* BRIEF *
Can you copy the boxing report word for word, starting at "Santa Ana’s Rios" and ending at "Oscar De La Hoya."?

* READING TEXT *
::::::::::
Ronny Rios toppled Diego De La Hoya in a super bantamweight showdown while another super bantamweight scrap saw WBC titlist Rey Vargas manage to hang onto his strap in a close 12-round affair on Saturday.
Upsets and reversal of fortunes were the name of the game for the more than 2,000 fans at the Dignity Health Sports Park. The Golden Boy Promotions fight card featured a pair of upsets and one near derailment. The fight card was streamed on DAZN.
None was more shocking than the showdown between two longtime members of the Golden Boy team, Rios and De La Hoya.
Santa Ana’s Rios (31-3, 15 KOs) walked into the ring happily as the underdog and it proved beneficial as he handed Diego De La Hoya (21-1, 10 KOs) his first pro loss and by knockout in their 12-round featherweight fight.
De La Hoya was the big favorite to remain undefeated on his quest to a world title but Rios snatched that opportunity away with a gritty example of trench warfare. Even more surprising was the end that came by knockout. Rios is not a big puncher and De La Hoya is known for his ability to take a blow like his older cousin and boss Oscar De La Hoya.
But not on this night.
::::::::::
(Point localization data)
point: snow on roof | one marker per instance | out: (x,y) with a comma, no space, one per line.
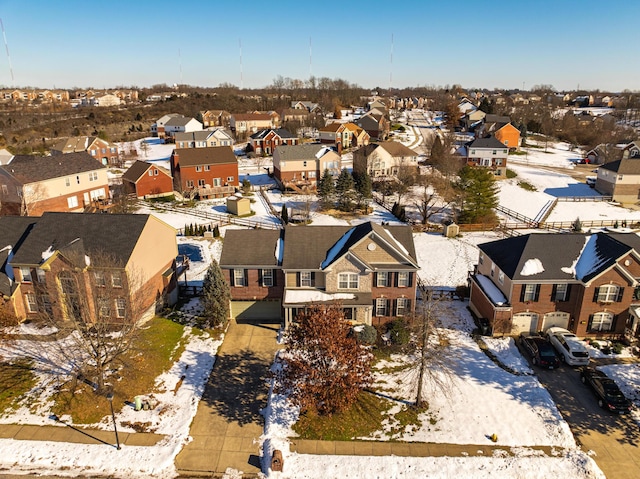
(532,266)
(48,253)
(279,250)
(572,269)
(335,249)
(310,296)
(491,290)
(589,260)
(397,243)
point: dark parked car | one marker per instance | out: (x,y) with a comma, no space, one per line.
(607,391)
(541,352)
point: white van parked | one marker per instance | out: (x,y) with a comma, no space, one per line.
(571,351)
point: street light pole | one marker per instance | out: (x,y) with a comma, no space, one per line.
(113,416)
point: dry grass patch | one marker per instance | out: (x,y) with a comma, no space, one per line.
(159,346)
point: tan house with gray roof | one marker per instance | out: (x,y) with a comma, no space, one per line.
(31,185)
(369,269)
(303,165)
(621,180)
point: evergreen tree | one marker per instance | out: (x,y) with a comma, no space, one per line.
(326,190)
(345,190)
(478,195)
(215,297)
(363,187)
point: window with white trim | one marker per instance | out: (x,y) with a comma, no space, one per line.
(381,307)
(238,277)
(402,306)
(348,280)
(306,279)
(403,279)
(608,293)
(601,322)
(32,304)
(121,307)
(382,280)
(267,277)
(25,274)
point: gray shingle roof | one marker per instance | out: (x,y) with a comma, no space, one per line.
(307,151)
(627,166)
(212,155)
(138,169)
(115,235)
(563,256)
(30,169)
(250,248)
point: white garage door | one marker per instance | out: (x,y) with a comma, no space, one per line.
(256,310)
(524,323)
(558,319)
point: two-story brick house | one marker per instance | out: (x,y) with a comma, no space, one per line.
(68,182)
(81,266)
(147,180)
(210,172)
(585,283)
(266,141)
(369,269)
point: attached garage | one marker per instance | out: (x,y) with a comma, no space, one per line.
(524,323)
(256,310)
(556,318)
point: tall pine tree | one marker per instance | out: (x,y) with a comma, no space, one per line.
(345,190)
(215,297)
(478,195)
(326,190)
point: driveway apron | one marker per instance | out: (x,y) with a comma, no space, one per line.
(228,424)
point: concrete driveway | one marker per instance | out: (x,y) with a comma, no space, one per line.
(614,438)
(228,424)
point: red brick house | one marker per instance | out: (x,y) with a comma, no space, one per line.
(266,141)
(585,283)
(369,269)
(206,172)
(146,180)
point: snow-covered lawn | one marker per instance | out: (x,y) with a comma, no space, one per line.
(171,418)
(479,399)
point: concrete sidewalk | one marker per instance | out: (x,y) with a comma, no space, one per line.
(75,435)
(407,449)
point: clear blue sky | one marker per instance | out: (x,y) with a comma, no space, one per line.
(72,43)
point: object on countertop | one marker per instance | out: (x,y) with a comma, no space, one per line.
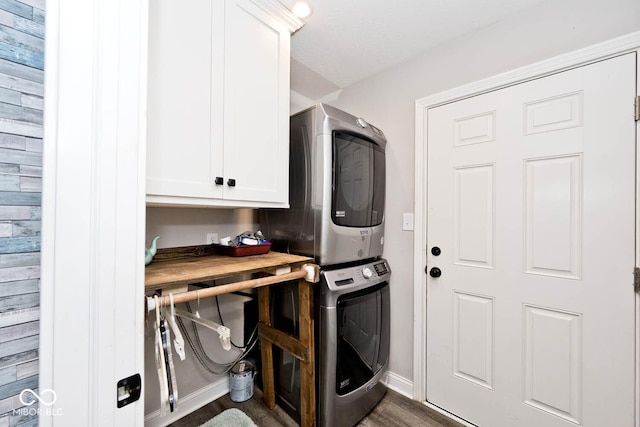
(149,253)
(246,238)
(247,243)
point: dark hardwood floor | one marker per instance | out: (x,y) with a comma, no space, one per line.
(393,410)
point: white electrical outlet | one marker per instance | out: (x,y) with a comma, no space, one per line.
(407,221)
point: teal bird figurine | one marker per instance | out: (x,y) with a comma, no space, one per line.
(149,253)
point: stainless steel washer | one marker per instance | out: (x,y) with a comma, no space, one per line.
(353,341)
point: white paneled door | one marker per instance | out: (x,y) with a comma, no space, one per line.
(531,203)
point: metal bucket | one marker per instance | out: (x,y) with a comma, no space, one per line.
(241,381)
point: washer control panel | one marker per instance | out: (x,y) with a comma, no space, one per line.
(356,275)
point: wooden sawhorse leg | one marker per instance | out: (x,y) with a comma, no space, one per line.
(303,349)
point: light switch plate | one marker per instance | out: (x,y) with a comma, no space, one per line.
(407,221)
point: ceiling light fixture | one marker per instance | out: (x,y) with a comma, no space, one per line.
(301,9)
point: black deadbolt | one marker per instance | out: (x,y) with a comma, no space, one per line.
(435,272)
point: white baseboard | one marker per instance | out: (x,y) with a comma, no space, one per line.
(405,387)
(397,383)
(189,403)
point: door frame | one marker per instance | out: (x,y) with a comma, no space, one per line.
(621,45)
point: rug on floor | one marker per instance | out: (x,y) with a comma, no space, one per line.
(230,418)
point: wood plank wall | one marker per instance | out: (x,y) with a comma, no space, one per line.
(21,105)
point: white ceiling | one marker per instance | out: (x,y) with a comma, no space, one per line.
(345,41)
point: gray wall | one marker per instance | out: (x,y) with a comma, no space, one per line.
(21,104)
(388,100)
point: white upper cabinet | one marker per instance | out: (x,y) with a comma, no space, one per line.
(218,113)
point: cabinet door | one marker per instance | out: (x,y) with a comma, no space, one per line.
(180,156)
(256,104)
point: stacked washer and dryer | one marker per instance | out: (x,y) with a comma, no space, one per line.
(337,195)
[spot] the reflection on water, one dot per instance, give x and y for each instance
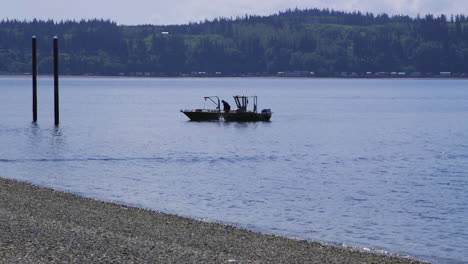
(373, 163)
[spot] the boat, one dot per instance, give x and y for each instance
(242, 114)
(205, 114)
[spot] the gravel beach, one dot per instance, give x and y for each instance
(40, 225)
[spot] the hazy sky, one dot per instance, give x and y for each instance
(132, 12)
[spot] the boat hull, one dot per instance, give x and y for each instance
(246, 117)
(199, 115)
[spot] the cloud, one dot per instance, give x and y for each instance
(184, 11)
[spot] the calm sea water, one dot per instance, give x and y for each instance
(369, 163)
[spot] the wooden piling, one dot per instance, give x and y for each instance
(34, 78)
(56, 83)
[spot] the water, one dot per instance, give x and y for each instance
(369, 163)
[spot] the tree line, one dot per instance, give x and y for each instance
(323, 41)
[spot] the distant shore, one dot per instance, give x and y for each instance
(39, 225)
(227, 77)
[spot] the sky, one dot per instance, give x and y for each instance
(164, 12)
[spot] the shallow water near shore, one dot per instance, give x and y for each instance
(370, 163)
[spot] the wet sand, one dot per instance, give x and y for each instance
(40, 225)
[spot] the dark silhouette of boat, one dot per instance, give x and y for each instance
(242, 114)
(205, 114)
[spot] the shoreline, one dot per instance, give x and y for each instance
(39, 224)
(227, 77)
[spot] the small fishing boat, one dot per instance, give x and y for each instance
(205, 114)
(242, 114)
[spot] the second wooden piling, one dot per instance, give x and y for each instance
(56, 84)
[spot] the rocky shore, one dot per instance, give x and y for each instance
(40, 225)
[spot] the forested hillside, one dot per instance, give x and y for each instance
(322, 41)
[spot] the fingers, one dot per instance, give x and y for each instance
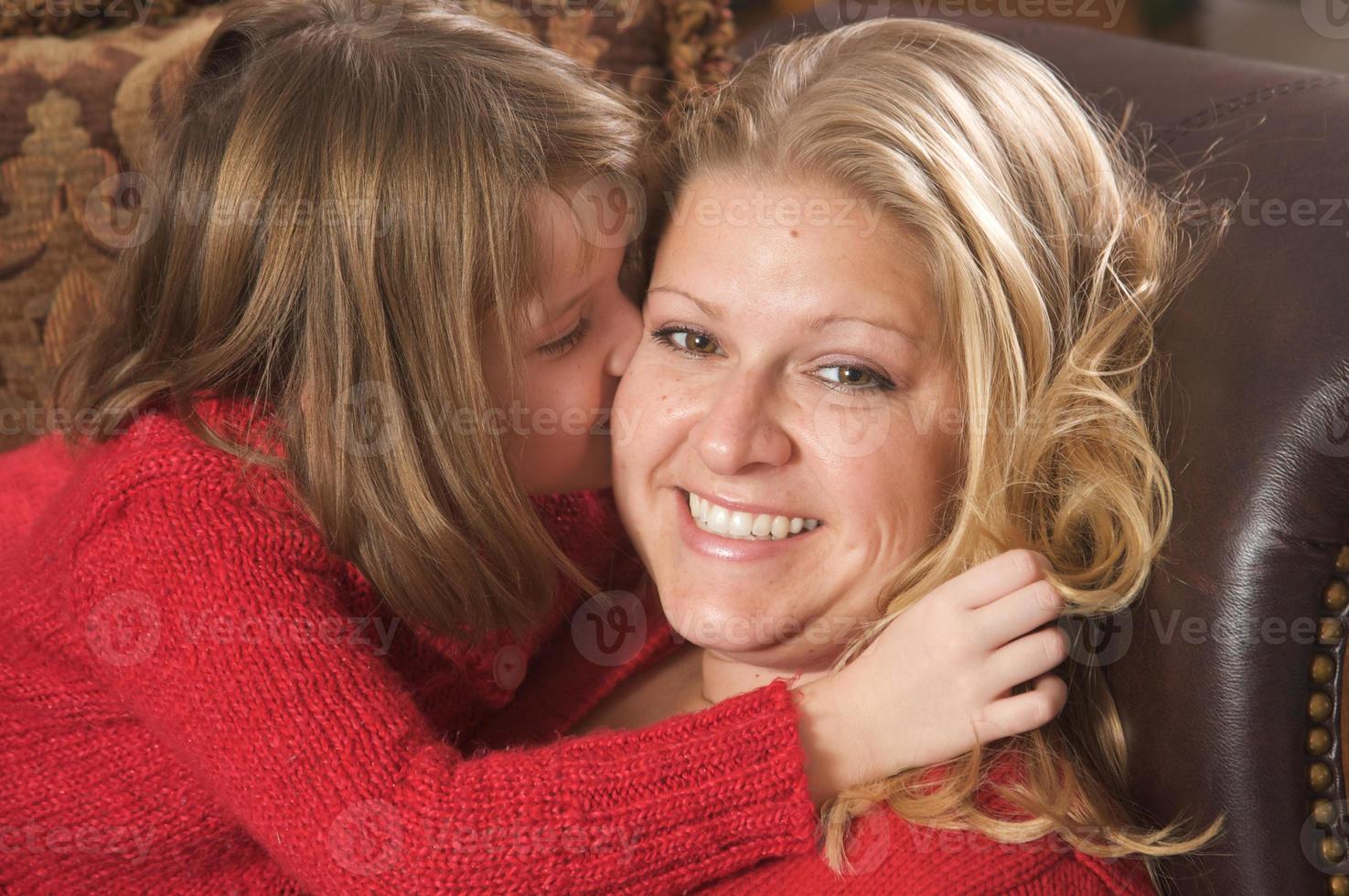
(1027, 657)
(996, 578)
(1022, 713)
(1020, 612)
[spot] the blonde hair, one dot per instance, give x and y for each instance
(347, 207)
(1051, 258)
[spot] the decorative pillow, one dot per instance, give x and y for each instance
(74, 112)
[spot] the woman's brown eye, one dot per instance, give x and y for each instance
(701, 343)
(850, 376)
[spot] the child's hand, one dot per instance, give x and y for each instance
(939, 677)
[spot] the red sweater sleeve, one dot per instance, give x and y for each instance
(317, 749)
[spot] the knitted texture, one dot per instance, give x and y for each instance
(886, 853)
(200, 698)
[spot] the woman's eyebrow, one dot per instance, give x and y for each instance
(701, 305)
(820, 323)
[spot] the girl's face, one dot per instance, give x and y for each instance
(789, 379)
(582, 334)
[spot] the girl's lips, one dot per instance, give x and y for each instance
(719, 548)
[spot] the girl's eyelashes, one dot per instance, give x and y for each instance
(568, 342)
(854, 378)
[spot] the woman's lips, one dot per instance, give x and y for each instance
(722, 548)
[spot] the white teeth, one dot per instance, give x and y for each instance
(744, 525)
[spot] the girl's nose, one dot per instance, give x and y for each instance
(627, 334)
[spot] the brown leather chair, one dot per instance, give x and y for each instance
(1229, 674)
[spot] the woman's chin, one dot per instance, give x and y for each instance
(726, 624)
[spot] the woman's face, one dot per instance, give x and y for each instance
(789, 373)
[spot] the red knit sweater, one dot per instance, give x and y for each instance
(888, 854)
(198, 697)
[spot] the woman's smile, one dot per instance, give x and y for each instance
(738, 532)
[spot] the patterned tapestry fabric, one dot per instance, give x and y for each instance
(81, 16)
(76, 113)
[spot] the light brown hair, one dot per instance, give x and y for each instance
(346, 208)
(1051, 257)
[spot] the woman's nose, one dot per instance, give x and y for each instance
(740, 430)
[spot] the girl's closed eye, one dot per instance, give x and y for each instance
(568, 342)
(854, 378)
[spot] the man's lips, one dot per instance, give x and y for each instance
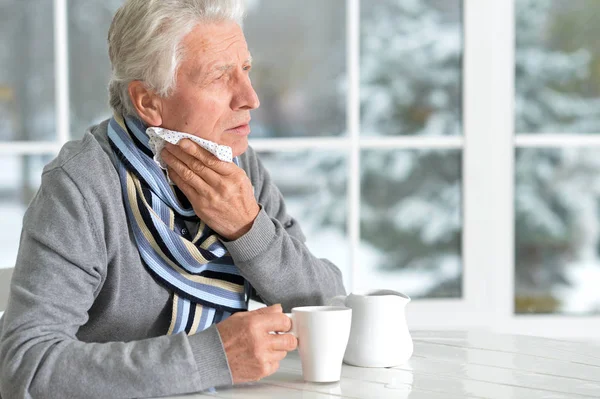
(243, 129)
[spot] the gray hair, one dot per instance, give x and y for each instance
(145, 42)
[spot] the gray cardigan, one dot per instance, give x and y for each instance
(84, 317)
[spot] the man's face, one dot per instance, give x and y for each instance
(213, 96)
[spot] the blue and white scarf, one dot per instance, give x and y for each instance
(207, 286)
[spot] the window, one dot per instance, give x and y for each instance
(461, 172)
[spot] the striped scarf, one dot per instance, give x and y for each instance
(207, 286)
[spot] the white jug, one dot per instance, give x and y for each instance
(379, 335)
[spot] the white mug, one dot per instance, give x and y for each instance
(379, 336)
(322, 333)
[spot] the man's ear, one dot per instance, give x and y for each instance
(146, 103)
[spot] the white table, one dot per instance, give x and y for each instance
(450, 365)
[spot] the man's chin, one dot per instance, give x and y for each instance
(239, 148)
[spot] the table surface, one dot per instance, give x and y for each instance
(450, 365)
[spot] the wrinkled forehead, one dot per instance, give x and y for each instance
(212, 42)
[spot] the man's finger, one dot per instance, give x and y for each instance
(196, 165)
(208, 159)
(269, 309)
(185, 174)
(276, 322)
(283, 342)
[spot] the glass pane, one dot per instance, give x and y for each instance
(557, 75)
(314, 186)
(411, 222)
(16, 191)
(27, 106)
(557, 231)
(411, 56)
(89, 65)
(299, 69)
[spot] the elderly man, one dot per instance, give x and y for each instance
(127, 285)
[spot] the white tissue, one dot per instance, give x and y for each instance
(158, 136)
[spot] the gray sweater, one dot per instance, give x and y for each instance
(86, 320)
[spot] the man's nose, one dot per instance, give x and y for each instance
(245, 97)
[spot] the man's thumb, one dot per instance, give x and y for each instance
(270, 309)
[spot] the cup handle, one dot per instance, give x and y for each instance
(293, 330)
(339, 300)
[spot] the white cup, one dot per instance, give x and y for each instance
(322, 333)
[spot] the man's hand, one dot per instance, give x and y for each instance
(251, 351)
(220, 192)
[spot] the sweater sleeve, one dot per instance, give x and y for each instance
(273, 256)
(60, 268)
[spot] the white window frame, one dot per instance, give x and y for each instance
(488, 146)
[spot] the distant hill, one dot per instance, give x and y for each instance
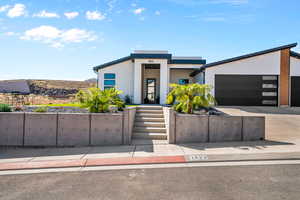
(91, 80)
(44, 87)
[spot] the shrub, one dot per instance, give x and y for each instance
(97, 100)
(128, 99)
(187, 98)
(41, 109)
(18, 108)
(5, 108)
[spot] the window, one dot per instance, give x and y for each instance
(109, 76)
(183, 81)
(109, 80)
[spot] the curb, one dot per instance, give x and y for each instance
(91, 162)
(147, 160)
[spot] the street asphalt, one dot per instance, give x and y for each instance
(222, 182)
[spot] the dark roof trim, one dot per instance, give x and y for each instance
(295, 54)
(187, 61)
(289, 46)
(112, 63)
(151, 56)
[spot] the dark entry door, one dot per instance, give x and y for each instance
(150, 91)
(246, 90)
(295, 91)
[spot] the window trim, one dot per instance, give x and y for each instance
(109, 79)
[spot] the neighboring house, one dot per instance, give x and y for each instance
(265, 78)
(146, 75)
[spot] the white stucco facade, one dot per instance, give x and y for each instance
(131, 75)
(124, 77)
(266, 64)
(295, 66)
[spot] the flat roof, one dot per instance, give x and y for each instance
(295, 54)
(142, 54)
(258, 53)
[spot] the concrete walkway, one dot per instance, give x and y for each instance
(30, 158)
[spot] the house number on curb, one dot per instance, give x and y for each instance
(198, 157)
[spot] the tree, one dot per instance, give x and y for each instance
(187, 98)
(99, 101)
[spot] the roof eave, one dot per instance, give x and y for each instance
(289, 46)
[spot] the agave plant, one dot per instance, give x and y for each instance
(187, 98)
(97, 100)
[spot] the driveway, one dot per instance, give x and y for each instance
(282, 124)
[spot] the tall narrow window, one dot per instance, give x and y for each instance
(183, 81)
(109, 80)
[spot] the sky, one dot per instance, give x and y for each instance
(65, 39)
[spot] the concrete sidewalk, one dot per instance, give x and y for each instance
(27, 158)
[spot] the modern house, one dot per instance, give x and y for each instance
(145, 75)
(265, 78)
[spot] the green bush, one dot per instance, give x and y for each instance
(41, 109)
(5, 108)
(189, 97)
(99, 101)
(128, 99)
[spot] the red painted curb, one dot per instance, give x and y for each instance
(135, 160)
(91, 162)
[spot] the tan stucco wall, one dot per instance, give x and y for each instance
(124, 77)
(176, 74)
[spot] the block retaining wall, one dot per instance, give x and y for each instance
(187, 128)
(66, 129)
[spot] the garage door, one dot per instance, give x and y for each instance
(246, 90)
(295, 91)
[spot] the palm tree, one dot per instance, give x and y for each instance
(187, 98)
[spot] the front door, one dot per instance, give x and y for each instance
(150, 91)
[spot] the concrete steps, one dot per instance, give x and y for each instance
(150, 115)
(149, 123)
(150, 136)
(149, 119)
(149, 129)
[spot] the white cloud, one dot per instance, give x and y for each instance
(71, 15)
(16, 11)
(45, 14)
(214, 19)
(198, 2)
(77, 35)
(58, 38)
(10, 33)
(157, 12)
(233, 2)
(111, 4)
(95, 15)
(4, 8)
(138, 11)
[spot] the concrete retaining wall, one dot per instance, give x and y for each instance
(106, 129)
(253, 128)
(11, 129)
(225, 128)
(191, 128)
(40, 129)
(185, 128)
(73, 130)
(66, 129)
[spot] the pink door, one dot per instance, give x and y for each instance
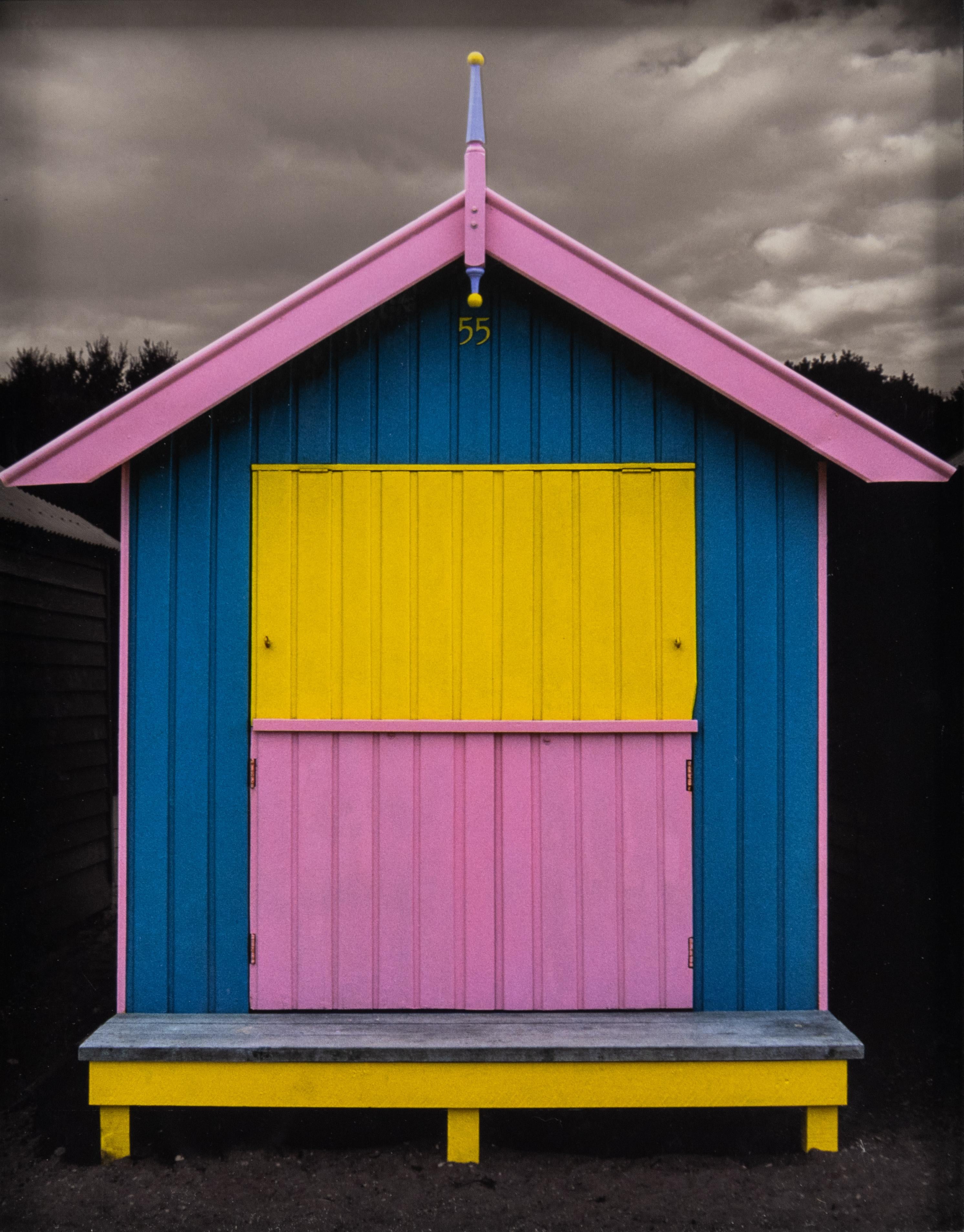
(471, 869)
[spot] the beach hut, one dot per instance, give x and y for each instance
(473, 695)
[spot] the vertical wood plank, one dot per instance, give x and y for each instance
(273, 598)
(678, 873)
(275, 987)
(519, 598)
(396, 613)
(435, 594)
(313, 610)
(479, 884)
(313, 820)
(597, 579)
(519, 934)
(355, 907)
(678, 590)
(557, 579)
(436, 872)
(477, 572)
(356, 599)
(637, 596)
(641, 873)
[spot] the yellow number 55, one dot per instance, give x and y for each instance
(465, 327)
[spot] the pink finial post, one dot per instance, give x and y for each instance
(476, 182)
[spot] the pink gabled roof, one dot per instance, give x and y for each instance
(755, 381)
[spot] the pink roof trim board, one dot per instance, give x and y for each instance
(755, 381)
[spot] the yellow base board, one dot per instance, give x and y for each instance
(483, 1085)
(463, 1088)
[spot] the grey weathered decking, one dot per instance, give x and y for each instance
(622, 1035)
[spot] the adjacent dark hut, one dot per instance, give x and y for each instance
(474, 661)
(58, 576)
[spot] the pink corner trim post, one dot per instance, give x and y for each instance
(711, 354)
(822, 737)
(122, 673)
(707, 351)
(234, 361)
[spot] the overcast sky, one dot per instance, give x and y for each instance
(791, 171)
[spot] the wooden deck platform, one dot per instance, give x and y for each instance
(467, 1061)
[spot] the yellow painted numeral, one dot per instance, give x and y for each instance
(465, 327)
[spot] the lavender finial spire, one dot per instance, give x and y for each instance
(476, 127)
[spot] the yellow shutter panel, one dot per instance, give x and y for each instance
(492, 593)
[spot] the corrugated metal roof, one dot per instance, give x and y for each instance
(20, 507)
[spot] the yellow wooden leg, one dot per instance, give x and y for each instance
(463, 1135)
(115, 1133)
(820, 1129)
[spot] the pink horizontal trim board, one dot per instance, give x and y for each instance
(479, 872)
(213, 374)
(710, 353)
(586, 280)
(474, 725)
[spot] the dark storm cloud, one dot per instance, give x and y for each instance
(798, 180)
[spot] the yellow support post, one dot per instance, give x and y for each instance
(820, 1129)
(463, 1135)
(115, 1133)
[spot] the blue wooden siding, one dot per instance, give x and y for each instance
(552, 386)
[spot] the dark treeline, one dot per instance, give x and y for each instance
(896, 689)
(896, 557)
(930, 418)
(45, 395)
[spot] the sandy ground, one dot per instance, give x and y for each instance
(899, 1166)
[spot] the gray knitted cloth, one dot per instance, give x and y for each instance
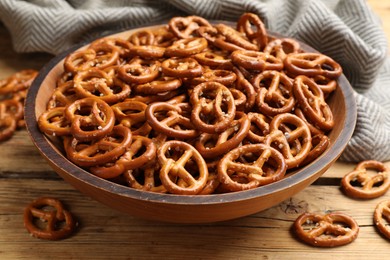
::::::::::
* RESULT OF THE TASK *
Santa Ana’s Rios (31-3, 15 KOs) walked into the ring happily as the underdog and it proved beneficial as he handed Diego De La Hoya (21-1, 10 KOs) his first pro loss and by knockout in their 12-round featherweight fight.
De La Hoya was the big favorite to remain undefeated on his quest to a world title but Rios snatched that opportunity away with a gritty example of trench warfare. Even more surprising was the end that came by knockout. Rios is not a big puncher and De La Hoya is known for his ability to take a blow like his older cousin and boss Oscar De La Hoya.